Object pointing dataset rows
BEGIN

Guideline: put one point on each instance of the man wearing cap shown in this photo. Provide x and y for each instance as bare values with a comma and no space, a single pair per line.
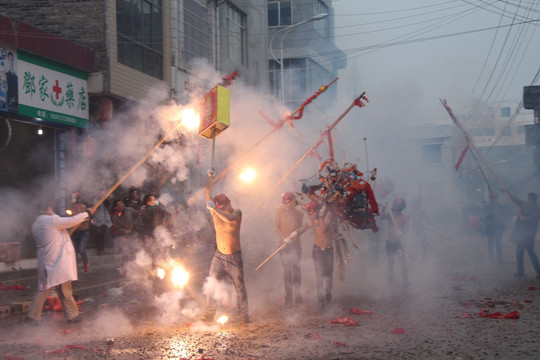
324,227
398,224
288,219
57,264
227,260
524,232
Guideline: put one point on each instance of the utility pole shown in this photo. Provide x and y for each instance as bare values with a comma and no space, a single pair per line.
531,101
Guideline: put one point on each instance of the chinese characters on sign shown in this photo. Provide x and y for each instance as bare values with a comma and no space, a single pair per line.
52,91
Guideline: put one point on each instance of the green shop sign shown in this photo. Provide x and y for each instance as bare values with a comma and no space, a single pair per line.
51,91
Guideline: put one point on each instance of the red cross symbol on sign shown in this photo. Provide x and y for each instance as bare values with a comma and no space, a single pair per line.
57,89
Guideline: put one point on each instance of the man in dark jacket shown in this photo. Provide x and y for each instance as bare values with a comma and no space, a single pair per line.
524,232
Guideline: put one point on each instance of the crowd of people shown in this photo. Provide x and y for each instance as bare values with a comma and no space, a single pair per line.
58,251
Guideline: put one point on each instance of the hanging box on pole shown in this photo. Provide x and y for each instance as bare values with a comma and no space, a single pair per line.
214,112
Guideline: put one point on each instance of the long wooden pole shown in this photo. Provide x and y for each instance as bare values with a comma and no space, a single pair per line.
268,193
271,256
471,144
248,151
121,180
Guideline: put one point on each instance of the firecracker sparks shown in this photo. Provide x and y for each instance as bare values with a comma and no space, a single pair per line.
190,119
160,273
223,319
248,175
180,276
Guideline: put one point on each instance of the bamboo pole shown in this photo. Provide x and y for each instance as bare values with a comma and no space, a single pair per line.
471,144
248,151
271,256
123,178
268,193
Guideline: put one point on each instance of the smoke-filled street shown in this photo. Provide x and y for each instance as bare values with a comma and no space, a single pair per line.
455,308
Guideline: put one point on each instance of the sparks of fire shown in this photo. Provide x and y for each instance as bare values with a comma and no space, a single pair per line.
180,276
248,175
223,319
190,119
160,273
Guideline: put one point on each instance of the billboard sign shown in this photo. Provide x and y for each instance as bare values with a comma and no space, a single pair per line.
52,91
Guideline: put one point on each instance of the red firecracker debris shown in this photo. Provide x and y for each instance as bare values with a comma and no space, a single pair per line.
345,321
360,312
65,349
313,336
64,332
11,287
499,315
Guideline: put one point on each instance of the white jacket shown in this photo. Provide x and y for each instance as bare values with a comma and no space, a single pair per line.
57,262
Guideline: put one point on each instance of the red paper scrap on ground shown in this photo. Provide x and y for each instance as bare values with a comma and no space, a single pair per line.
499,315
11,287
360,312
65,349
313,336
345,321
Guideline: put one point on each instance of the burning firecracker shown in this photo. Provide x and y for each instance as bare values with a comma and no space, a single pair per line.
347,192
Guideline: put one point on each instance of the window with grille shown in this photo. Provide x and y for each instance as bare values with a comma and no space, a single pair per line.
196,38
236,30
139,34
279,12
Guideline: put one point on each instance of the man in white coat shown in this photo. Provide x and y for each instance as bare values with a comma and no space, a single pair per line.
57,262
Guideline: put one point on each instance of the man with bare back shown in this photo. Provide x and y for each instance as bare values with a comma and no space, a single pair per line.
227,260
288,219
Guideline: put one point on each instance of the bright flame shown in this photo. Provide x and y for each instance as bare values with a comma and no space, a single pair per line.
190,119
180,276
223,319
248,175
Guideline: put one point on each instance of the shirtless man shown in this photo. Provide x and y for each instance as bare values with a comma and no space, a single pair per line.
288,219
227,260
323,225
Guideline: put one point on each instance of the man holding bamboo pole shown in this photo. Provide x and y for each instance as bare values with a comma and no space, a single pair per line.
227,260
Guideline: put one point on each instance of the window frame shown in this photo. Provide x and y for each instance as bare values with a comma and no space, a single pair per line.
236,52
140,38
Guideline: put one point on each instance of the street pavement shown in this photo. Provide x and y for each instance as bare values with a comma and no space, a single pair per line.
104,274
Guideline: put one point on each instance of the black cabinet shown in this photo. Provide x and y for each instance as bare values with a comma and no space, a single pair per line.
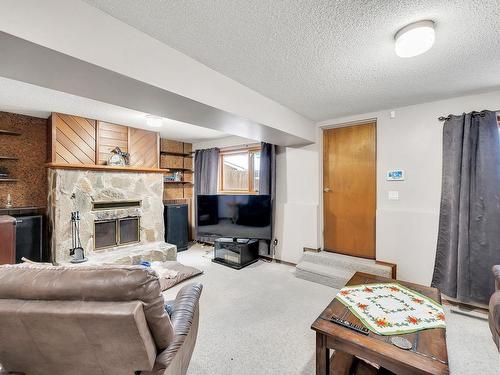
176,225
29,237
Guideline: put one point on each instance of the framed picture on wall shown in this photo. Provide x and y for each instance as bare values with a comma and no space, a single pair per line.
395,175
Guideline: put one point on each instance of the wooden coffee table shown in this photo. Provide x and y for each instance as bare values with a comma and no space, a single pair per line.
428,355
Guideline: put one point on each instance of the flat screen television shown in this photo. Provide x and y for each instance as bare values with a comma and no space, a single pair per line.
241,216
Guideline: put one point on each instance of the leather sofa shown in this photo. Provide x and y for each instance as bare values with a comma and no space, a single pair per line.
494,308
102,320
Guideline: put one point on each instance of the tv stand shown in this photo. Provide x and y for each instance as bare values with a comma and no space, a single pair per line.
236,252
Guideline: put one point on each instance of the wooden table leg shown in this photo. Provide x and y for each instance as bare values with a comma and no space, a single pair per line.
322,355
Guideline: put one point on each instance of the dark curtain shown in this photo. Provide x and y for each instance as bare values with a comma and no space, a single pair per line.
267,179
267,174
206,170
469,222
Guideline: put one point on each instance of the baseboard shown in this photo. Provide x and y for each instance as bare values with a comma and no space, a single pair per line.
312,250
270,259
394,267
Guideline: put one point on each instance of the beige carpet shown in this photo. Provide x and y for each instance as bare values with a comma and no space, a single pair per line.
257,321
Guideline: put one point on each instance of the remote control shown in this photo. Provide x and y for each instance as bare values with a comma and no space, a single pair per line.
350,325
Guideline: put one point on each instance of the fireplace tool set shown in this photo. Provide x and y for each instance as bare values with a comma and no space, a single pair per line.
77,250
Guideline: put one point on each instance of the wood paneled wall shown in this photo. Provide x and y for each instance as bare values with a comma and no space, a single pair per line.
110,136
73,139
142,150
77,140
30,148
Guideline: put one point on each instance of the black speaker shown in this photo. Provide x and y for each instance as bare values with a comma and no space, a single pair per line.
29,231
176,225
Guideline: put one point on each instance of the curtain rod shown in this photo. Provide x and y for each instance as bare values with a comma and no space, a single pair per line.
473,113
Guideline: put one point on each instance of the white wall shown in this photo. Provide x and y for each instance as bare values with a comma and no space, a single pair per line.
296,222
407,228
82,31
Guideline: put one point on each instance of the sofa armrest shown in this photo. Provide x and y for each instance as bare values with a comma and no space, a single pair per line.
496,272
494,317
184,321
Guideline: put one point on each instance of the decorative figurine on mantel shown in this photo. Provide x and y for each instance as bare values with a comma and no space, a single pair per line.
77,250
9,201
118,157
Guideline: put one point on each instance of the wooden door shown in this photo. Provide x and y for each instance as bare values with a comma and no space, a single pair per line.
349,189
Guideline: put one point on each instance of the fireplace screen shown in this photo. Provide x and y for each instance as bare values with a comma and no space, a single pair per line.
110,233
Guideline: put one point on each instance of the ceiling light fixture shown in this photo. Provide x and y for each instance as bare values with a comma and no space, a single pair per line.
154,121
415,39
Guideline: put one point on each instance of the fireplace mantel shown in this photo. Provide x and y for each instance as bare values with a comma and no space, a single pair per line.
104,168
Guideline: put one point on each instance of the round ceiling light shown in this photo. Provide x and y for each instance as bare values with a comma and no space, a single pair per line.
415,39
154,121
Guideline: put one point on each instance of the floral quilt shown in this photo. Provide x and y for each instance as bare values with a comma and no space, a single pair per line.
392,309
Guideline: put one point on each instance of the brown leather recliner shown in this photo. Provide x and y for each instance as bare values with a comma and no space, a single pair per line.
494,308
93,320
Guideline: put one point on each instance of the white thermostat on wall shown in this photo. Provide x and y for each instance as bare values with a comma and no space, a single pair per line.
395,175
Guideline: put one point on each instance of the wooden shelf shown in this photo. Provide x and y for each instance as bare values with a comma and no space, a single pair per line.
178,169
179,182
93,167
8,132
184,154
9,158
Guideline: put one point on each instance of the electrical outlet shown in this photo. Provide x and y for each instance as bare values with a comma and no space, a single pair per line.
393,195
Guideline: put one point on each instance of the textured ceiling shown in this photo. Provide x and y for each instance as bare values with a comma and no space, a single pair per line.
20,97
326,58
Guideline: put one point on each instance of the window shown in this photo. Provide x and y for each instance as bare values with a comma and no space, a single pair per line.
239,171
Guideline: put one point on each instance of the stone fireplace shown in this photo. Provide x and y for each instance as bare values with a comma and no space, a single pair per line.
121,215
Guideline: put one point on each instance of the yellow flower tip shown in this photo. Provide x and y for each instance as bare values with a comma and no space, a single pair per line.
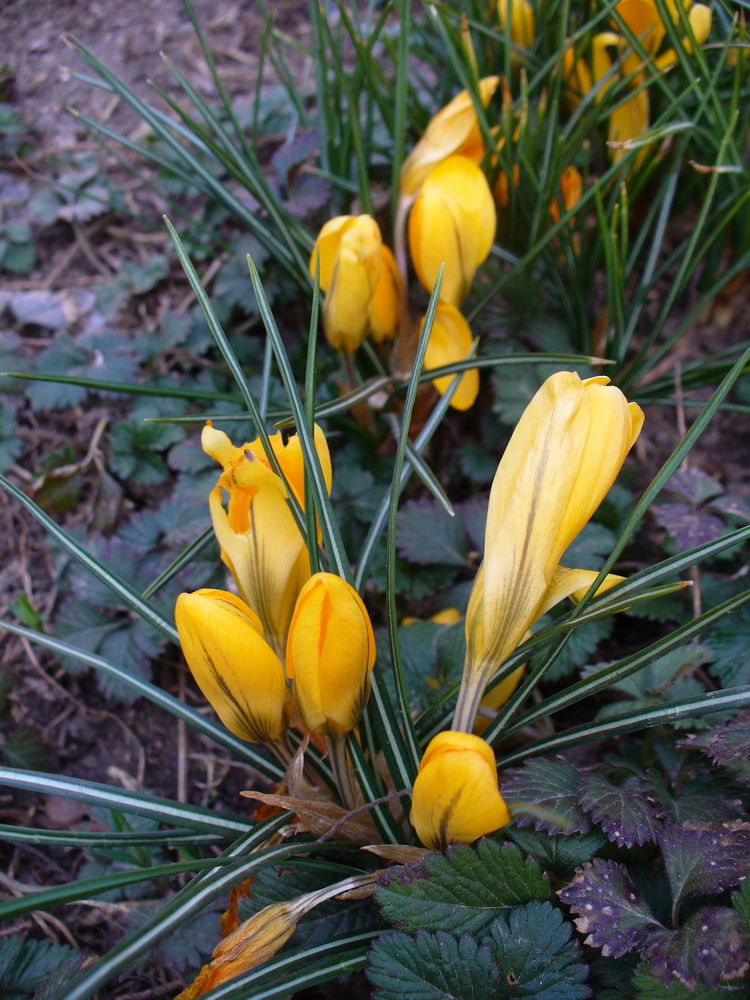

END

Take the line with "Guideline: put one point on each instance of the electrical" as the first line and the last line of the records above as the final one; reproduce exactly the lines between them, both included, without pictures.

CORRECT RESPONSE
Guideline: put one point on each instance of the electrical outlet shown in this photo. Provide x and y for each instance as bare values with a comma and no space, a single pair per line.
393,195
Guideline: put one point on each instance of the textured ceiling shown in this photo. Provide x and y for each instance as bare values with a comma and no space, a single pair per line.
20,97
326,58
Guideline: put one point on each instance of the window shown in this photo. Provide x and y for each instance as bare values with a comma and no space, a single pair per line.
239,171
Guideline: put one point on each instance of the stone fireplace shown in this photo. Provide x and y for each instance as bare values with a comma and no space, a single pair per line.
121,215
Guideline: put one point on each instance of the yellow flower tip shown in this photo. Provide x and y for each instance as bare values with a comma and no space, a single pair per line.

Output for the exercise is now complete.